_What to work on_. Print all records exactly, leaving nothing out.

_Records to use_.
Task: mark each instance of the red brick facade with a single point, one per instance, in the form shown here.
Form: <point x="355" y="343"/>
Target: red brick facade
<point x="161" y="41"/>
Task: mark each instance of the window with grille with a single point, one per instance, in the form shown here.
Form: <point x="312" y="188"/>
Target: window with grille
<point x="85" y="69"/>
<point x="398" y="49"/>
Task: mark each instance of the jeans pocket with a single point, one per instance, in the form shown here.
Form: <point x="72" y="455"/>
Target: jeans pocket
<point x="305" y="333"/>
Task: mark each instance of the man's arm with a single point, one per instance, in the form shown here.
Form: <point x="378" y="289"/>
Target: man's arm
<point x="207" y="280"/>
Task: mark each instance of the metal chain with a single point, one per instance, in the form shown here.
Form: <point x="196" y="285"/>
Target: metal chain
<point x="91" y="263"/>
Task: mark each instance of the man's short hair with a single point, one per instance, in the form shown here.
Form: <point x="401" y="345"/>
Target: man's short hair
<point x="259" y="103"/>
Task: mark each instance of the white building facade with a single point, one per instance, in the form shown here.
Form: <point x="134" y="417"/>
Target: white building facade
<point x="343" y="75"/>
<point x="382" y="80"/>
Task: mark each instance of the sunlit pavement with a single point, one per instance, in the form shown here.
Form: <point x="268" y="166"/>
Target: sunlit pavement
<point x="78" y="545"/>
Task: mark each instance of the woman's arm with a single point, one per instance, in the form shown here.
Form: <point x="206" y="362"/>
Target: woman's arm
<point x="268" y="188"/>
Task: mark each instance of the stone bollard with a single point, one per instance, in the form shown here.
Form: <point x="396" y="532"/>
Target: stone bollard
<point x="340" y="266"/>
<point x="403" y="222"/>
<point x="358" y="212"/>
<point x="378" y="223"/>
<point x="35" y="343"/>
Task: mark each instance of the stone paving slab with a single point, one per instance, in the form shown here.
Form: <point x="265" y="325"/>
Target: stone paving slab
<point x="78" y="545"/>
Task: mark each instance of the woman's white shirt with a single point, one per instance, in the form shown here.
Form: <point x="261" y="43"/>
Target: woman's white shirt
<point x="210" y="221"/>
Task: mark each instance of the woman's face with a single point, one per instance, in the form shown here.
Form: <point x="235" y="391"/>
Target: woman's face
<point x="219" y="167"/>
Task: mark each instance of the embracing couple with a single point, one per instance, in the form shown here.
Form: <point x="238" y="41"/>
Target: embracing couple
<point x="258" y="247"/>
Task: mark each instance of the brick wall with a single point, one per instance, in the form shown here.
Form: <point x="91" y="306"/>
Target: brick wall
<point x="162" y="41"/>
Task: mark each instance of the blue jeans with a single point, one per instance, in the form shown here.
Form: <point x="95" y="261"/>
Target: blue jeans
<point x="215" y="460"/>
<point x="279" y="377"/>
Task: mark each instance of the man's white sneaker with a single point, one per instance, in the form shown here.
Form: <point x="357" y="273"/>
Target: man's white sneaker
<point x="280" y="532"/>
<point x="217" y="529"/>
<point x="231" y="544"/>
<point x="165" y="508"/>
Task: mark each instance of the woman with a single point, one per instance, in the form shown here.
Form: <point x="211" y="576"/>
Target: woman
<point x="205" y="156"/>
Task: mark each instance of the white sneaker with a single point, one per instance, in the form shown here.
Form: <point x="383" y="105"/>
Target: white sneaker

_Task response_.
Task: mark each instance of the red brick facade with a single point, one per instance, in the form shown here.
Form: <point x="355" y="343"/>
Target: red brick facade
<point x="161" y="41"/>
Task: mark each instance of the window with grille with a single point, one per instance, in the form shown here.
Form: <point x="312" y="188"/>
Target: window with grille
<point x="85" y="69"/>
<point x="398" y="49"/>
Task: mark each instance of the jeans pocket with a single point, one per instance, in the form shown here.
Form: <point x="72" y="455"/>
Target: jeans pocket
<point x="305" y="333"/>
Task: mark each instance of the man's arm with a single point, one per instance, in the form shown here.
Form: <point x="378" y="289"/>
Target: man's arm
<point x="207" y="280"/>
Task: mark each instance of the metal chain with a single point, one per instance, in the form shown here.
Form: <point x="196" y="285"/>
Target: metal chain
<point x="91" y="263"/>
Task: mark each instance of the man's short hair with a single point, one per instance, in the form shown here.
Form: <point x="401" y="345"/>
Target: man's short hair
<point x="259" y="103"/>
Task: mark each instance of the white building facade with a single point, one per instance, in the form shown here.
Form: <point x="134" y="417"/>
Target: white building facade
<point x="343" y="75"/>
<point x="382" y="80"/>
Task: mark each instance of the sunlit pavement with a single point, one per instance, in the form shown here.
Form: <point x="268" y="166"/>
Target: sunlit pavement
<point x="78" y="545"/>
Task: mark each instance of the woman's arm with a single point, one per instance, in the form shown here.
Form: <point x="206" y="362"/>
Target: woman's arm
<point x="268" y="188"/>
Task: mark each instance of the stone bollard with a single point, one per instance, in the form shown here.
Form: <point x="396" y="532"/>
Target: stone bollard
<point x="340" y="266"/>
<point x="403" y="222"/>
<point x="358" y="212"/>
<point x="378" y="223"/>
<point x="35" y="343"/>
Task: mark each instance of the stone paving slab with a single point, one per instance, in the form shown here.
Form: <point x="265" y="325"/>
Target: stone paving slab
<point x="78" y="545"/>
Task: mark each instance of the woman's white shirt with a single point, one per instance, in the form shown here.
Form: <point x="261" y="43"/>
Target: woman's white shirt
<point x="210" y="221"/>
Task: mark each instance of the woman's face with a single point, one per instance, in the form shown here.
Form: <point x="235" y="391"/>
Target: woman's face
<point x="219" y="167"/>
Task: mark each instance of the embracing couple with a single point, one per instance, in the form shown here.
Form: <point x="238" y="41"/>
Target: embracing couple
<point x="258" y="247"/>
Task: mark each instance of the brick wall with a single point, one per instance, in the form shown here.
Form: <point x="91" y="306"/>
Target: brick wall
<point x="162" y="41"/>
Task: mark each instance of the blue jeans with a single point, one per instance, in the form shown here.
Form: <point x="95" y="261"/>
Target: blue jeans
<point x="215" y="460"/>
<point x="279" y="377"/>
Task: mark each instance of the man's white sneaker with a single point, one per instance, in the form shown here.
Form: <point x="357" y="273"/>
Target: man's white sneaker
<point x="280" y="532"/>
<point x="217" y="529"/>
<point x="231" y="544"/>
<point x="165" y="508"/>
Task: mark each instance of the woman with a single point, one per instance, in the form shown here.
Form: <point x="211" y="576"/>
Target: woman
<point x="205" y="156"/>
Task: mark each instance of the white sneaker with a single point, one per instance, in the form shown here.
Form: <point x="383" y="105"/>
Target: white sneaker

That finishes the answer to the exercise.